JOB: Express the lines as a JSON list of strings, one string per line, beginning with the first line of the records and stopping after the line that contains "432 136 566 250". Leave out blank lines.

[Items from a labeling collection]
******

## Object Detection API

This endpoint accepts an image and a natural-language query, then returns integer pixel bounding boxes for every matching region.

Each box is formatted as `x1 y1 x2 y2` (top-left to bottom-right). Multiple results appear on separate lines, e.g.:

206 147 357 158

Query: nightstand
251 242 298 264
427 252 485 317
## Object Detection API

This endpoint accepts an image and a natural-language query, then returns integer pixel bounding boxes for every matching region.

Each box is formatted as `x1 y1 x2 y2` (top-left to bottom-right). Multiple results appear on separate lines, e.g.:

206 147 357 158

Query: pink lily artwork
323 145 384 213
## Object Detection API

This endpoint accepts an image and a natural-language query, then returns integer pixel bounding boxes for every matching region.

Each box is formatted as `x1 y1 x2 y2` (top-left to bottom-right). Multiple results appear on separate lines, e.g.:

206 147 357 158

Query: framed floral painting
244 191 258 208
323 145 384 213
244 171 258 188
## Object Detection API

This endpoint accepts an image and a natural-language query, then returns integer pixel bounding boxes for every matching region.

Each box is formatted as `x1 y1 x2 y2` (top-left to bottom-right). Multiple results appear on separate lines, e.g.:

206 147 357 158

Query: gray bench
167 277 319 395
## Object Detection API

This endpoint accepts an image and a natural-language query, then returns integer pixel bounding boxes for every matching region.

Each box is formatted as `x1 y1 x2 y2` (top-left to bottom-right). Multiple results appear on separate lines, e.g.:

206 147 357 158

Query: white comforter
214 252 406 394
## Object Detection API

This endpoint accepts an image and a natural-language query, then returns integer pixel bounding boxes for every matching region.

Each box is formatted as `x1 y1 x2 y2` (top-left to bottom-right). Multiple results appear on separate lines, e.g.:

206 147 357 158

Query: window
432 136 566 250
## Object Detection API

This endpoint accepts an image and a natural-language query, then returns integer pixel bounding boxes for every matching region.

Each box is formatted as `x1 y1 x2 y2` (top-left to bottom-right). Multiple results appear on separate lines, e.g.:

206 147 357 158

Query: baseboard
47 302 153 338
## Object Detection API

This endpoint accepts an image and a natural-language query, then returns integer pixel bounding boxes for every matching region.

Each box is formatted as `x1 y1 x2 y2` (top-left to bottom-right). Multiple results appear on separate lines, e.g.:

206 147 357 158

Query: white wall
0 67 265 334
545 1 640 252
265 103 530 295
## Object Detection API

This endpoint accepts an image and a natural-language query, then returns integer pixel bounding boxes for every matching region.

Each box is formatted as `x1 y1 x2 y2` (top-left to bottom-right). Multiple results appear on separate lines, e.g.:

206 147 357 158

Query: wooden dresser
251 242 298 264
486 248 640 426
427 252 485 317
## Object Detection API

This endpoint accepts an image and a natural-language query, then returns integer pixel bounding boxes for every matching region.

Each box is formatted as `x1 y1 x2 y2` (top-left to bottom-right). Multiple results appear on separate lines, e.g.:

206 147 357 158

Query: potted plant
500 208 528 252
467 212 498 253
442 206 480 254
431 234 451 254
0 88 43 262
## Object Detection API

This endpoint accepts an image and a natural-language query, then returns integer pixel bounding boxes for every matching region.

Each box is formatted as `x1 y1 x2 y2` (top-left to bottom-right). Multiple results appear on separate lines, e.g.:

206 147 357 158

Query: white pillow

******

FULL ANSWER:
[
  "## Object Detection API",
  "This endpoint accepts an image and a natural-language query, then returns integer pixel bounding boxes for every matching region.",
  "Each box is formatted as `x1 y1 x2 y2` (top-left to bottom-right). Multiple results appear on separate lines, e.g.:",
  "206 147 357 158",
  "Query: nightstand",
  "251 242 298 264",
  "427 252 485 317",
  "## Object Detection API",
  "This endpoint accepts an image and a natural-language query, then returns integer pixel bounding boxes for every matching region.",
  "Each box is formatted as `x1 y1 x2 y2` (top-left to bottom-right). Multiple results appear on separate lines, e.g.:",
  "206 147 357 158",
  "Query: pink lily artwork",
  "323 145 384 213",
  "## Object Detection API",
  "This endpoint accepts an image and a natural-language query, then returns integer pixel bounding boxes for every matching region.",
  "Each box is formatted as `x1 y1 x2 y2` (top-left to bottom-right). Multiple results appear on separate lines, e.g.:",
  "206 147 357 158",
  "Query: framed floral painting",
  "244 191 258 208",
  "323 145 384 213",
  "244 171 258 188",
  "## Object Detection API",
  "This endpoint accepts an image and a natural-language query, then returns integer pixel bounding boxes for every matching region.",
  "Each box is formatted as `x1 y1 x2 y2` (top-left to bottom-right). Multiple results appear on separate lines, e.g.:",
  "206 147 357 158",
  "Query: gray bench",
  "167 277 319 395",
  "## Object Detection API",
  "This endpoint accepts an image and a natural-language query, then returns integer pixel bounding boxes for every matching region.",
  "Each box is formatted as `x1 y1 x2 y2` (top-left to bottom-right). Multiple results appear on separate lines, e.g.:",
  "206 147 357 158",
  "Query: white comforter",
  "214 252 406 394",
  "## Object Detection API",
  "This endpoint accepts an image and a natural-language query, then returns integer pixel bounding boxes for every matching region.",
  "Each box is formatted as `x1 y1 x2 y2` (top-left to bottom-right). Multiple results appear on separate lines, e.g.:",
  "206 147 357 158",
  "Query: window",
  "432 136 566 250"
]